INSTRUCCIONES DE LA TAREA. Localiza en los registros todas las líneas que contienen la palabra "gray" y cópialas.

━━━ REGISTROS PROPORCIONADOS ━━━

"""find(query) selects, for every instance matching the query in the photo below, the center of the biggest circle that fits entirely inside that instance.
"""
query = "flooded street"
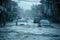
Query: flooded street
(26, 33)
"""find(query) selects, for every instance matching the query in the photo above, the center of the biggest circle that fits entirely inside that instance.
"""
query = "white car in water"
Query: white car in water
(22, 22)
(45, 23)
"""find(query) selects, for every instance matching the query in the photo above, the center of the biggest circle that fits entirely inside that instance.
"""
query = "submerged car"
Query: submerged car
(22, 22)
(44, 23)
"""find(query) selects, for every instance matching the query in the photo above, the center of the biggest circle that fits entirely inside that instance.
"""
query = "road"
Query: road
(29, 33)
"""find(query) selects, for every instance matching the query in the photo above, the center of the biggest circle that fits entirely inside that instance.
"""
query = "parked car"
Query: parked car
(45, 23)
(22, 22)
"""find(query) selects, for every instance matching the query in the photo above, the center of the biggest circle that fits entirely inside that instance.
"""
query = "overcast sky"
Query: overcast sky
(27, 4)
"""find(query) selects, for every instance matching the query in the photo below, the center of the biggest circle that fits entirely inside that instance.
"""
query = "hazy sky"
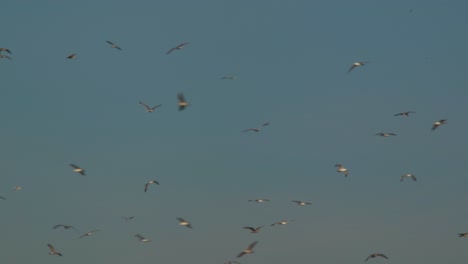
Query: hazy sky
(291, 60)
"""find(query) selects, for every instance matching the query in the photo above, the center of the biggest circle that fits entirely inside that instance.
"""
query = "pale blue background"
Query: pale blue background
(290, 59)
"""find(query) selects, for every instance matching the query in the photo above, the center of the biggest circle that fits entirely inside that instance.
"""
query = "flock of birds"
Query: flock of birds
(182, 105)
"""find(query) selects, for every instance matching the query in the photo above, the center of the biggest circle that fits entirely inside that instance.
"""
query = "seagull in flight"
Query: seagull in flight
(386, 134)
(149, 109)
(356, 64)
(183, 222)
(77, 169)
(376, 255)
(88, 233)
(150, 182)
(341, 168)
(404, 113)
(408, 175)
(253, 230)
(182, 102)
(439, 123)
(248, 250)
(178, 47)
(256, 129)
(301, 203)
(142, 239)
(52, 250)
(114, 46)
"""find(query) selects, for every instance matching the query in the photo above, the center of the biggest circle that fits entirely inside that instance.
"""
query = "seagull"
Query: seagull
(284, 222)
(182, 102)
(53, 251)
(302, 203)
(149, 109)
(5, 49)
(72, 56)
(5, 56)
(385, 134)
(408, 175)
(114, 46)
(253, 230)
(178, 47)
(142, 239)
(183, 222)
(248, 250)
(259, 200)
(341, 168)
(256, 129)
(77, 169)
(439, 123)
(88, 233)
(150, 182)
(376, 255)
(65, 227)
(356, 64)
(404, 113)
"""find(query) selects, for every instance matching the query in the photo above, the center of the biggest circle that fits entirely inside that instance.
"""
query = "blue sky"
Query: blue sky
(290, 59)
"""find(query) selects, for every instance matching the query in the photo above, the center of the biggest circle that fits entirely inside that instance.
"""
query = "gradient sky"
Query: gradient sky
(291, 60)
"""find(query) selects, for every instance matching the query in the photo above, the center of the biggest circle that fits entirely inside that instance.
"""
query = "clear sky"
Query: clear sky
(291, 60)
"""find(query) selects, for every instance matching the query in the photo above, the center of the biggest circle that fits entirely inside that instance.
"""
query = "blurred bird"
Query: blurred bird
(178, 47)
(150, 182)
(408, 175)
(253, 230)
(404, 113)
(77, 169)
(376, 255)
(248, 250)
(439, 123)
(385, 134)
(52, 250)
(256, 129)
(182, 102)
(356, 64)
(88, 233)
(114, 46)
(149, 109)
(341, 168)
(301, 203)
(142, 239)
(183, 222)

━━━
━━━ REGISTROS PROPORCIONADOS ━━━

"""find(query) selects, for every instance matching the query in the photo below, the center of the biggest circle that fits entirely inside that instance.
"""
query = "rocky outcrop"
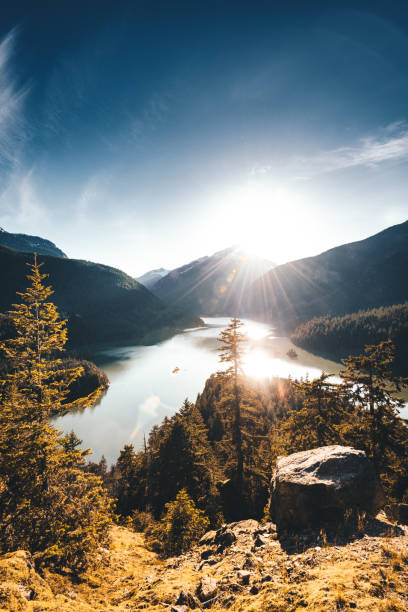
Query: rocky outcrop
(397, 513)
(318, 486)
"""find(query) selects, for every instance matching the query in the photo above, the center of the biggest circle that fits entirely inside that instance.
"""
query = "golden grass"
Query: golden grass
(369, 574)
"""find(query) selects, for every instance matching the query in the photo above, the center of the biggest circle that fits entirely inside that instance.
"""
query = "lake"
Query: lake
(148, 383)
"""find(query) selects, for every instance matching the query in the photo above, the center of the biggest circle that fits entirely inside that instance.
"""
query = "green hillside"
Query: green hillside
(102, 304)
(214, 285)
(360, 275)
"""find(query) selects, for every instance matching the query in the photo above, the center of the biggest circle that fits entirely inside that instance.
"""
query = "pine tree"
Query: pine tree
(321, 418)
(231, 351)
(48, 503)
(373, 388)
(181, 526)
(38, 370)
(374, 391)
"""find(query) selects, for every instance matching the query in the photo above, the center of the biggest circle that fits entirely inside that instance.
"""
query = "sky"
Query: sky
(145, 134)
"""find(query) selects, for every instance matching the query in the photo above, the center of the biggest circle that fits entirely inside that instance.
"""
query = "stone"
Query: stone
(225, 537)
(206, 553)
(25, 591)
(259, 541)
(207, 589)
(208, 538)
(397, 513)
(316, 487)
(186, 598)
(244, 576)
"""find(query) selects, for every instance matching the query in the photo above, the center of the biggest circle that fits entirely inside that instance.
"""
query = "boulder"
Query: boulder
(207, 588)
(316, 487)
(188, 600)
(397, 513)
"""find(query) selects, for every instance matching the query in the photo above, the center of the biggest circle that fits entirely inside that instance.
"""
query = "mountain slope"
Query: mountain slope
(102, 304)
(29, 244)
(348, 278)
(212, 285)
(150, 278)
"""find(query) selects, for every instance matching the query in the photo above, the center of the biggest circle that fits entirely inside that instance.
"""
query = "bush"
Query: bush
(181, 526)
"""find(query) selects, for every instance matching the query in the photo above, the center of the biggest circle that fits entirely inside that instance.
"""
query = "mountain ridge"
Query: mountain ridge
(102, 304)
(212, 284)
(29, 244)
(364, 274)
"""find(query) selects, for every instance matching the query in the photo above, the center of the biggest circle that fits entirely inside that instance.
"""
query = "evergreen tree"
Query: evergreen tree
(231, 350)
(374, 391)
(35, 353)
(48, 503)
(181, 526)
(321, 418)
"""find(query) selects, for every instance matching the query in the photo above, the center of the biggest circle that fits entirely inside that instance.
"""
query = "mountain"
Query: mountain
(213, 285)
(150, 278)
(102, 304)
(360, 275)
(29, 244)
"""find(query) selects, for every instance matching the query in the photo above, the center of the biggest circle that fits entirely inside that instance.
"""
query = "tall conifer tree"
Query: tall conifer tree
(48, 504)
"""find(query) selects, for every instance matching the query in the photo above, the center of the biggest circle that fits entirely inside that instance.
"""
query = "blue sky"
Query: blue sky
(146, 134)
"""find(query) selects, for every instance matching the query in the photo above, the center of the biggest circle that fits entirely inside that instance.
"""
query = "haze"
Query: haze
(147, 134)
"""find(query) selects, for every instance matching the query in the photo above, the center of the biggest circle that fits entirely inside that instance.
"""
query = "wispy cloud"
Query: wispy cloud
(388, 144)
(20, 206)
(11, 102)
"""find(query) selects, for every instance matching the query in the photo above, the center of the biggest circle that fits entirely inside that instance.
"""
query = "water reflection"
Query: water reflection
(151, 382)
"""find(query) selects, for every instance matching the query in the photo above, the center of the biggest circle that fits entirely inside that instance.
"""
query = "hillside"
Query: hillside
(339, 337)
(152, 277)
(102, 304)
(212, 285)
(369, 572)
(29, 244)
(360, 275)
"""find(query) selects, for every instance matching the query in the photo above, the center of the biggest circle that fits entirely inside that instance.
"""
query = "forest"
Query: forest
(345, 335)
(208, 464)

━━━
━━━ REGISTROS PROPORCIONADOS ━━━

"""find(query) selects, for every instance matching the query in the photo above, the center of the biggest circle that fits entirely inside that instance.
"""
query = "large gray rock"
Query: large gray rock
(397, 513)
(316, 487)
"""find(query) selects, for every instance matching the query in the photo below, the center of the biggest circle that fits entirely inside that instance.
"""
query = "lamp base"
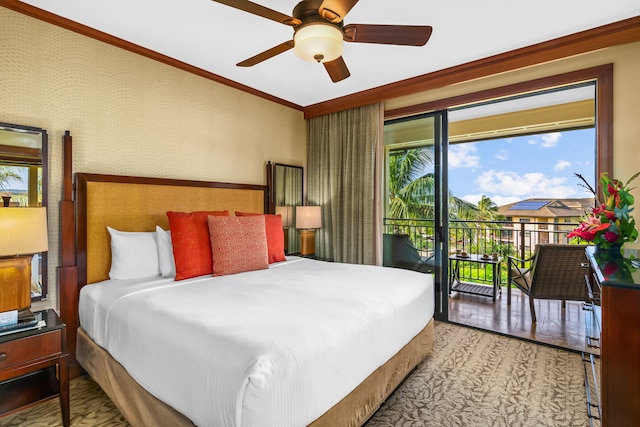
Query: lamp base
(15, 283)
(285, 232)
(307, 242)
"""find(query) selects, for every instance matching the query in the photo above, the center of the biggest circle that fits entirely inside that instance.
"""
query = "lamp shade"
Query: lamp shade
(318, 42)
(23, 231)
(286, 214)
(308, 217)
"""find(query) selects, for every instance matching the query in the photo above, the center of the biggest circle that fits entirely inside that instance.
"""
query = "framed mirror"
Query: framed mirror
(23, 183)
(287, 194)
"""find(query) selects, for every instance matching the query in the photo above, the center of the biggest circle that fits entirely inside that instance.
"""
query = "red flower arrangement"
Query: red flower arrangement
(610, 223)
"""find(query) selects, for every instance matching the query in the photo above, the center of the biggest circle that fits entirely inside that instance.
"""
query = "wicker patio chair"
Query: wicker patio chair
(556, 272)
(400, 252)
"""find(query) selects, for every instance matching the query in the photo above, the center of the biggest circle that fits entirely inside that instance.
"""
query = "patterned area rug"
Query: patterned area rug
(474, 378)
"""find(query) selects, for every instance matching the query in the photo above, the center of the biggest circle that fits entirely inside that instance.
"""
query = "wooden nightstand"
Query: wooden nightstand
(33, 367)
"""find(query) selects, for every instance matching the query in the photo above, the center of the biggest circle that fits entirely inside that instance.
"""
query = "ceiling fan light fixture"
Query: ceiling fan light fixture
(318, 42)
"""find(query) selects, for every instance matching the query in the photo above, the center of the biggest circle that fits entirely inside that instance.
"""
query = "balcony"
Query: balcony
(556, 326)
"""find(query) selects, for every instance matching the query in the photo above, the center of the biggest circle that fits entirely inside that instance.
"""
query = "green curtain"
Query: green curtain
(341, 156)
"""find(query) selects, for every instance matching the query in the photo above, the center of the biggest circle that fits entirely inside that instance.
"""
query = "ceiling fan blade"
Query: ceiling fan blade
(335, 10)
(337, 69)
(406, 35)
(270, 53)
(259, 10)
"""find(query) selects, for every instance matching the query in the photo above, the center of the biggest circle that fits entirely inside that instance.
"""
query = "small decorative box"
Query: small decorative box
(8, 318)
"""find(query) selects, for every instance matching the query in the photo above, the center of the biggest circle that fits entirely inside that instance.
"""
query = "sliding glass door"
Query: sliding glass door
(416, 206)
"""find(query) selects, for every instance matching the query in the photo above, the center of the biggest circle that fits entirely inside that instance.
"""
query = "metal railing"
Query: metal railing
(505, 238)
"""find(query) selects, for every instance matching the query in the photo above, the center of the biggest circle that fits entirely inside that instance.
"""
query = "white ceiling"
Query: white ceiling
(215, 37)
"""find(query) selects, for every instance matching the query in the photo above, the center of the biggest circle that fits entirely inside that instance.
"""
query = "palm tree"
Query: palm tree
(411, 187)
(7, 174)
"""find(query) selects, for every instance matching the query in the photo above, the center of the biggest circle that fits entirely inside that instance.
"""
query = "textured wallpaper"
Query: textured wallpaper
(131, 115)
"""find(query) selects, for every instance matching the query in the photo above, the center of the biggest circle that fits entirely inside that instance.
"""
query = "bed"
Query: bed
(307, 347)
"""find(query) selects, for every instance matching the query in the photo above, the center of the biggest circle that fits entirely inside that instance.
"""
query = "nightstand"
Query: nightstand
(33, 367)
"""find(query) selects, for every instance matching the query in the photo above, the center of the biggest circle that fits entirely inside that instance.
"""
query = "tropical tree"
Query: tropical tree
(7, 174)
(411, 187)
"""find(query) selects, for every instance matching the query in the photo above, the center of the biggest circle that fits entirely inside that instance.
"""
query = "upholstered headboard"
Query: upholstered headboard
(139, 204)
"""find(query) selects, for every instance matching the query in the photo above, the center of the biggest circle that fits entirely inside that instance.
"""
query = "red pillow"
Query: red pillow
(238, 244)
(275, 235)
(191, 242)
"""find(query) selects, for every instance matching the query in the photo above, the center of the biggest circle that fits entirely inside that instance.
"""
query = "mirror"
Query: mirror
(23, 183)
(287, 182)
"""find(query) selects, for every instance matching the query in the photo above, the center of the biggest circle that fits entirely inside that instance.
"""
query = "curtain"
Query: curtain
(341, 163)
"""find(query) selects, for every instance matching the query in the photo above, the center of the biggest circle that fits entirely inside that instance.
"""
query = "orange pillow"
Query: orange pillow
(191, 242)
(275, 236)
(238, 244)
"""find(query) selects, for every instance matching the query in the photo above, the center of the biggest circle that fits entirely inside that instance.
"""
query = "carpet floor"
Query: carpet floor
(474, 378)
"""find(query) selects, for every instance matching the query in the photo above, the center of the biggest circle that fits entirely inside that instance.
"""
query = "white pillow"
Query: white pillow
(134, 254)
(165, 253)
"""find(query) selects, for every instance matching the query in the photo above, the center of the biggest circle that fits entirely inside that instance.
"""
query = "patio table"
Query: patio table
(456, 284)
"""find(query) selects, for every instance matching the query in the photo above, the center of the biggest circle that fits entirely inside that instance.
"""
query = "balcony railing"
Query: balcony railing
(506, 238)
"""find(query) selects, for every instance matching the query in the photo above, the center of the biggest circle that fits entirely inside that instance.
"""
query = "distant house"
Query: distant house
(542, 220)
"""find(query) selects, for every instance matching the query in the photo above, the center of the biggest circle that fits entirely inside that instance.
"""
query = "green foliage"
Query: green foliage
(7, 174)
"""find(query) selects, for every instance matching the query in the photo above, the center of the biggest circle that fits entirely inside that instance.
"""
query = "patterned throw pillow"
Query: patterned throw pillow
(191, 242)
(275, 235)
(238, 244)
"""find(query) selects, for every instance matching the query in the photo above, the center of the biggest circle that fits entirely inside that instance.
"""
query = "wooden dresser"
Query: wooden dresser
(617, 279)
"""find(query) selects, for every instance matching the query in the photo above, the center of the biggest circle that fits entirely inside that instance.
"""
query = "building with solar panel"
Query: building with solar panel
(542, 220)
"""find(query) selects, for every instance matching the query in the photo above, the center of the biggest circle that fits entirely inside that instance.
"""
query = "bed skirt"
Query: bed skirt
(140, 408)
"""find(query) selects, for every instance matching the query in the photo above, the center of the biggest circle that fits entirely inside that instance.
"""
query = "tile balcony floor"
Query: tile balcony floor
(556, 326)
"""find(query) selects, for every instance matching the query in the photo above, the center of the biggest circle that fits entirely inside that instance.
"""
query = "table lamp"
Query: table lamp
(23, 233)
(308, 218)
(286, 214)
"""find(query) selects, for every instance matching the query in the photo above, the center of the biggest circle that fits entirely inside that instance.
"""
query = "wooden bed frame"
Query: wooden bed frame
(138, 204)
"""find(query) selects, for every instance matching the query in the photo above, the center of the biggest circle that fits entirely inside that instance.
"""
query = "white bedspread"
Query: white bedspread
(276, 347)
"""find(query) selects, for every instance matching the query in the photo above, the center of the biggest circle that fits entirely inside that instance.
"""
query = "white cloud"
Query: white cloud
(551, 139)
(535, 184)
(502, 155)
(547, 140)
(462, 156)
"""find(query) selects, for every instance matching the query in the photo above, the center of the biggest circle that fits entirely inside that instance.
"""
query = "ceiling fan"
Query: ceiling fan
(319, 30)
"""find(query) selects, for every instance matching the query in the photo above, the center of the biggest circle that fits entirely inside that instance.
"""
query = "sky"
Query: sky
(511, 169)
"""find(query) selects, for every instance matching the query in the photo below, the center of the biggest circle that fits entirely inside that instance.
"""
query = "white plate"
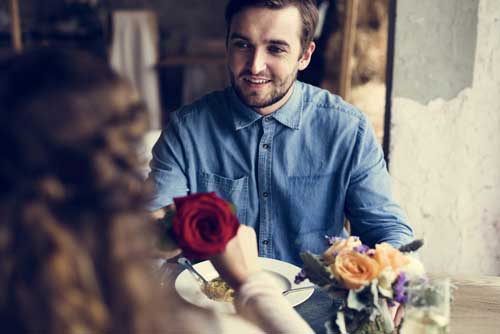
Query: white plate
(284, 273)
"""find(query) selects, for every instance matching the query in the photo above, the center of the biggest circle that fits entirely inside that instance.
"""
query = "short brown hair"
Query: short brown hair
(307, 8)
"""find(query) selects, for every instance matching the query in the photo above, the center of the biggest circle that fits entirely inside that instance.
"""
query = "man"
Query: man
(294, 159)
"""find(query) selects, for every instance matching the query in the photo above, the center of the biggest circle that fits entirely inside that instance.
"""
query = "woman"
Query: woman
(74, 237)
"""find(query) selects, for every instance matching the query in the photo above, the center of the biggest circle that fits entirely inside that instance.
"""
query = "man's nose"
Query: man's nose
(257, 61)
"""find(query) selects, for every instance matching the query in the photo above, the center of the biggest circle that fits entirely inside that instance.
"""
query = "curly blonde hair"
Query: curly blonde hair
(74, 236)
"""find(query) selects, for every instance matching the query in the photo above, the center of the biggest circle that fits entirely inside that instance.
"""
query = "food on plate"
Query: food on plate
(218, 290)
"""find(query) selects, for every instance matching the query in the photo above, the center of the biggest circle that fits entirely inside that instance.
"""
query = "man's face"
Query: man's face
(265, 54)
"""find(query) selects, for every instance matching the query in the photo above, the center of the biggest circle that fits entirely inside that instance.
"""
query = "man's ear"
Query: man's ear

━━━

SALIDA CORRECTA.
query = "large gray rock"
Query: large gray rock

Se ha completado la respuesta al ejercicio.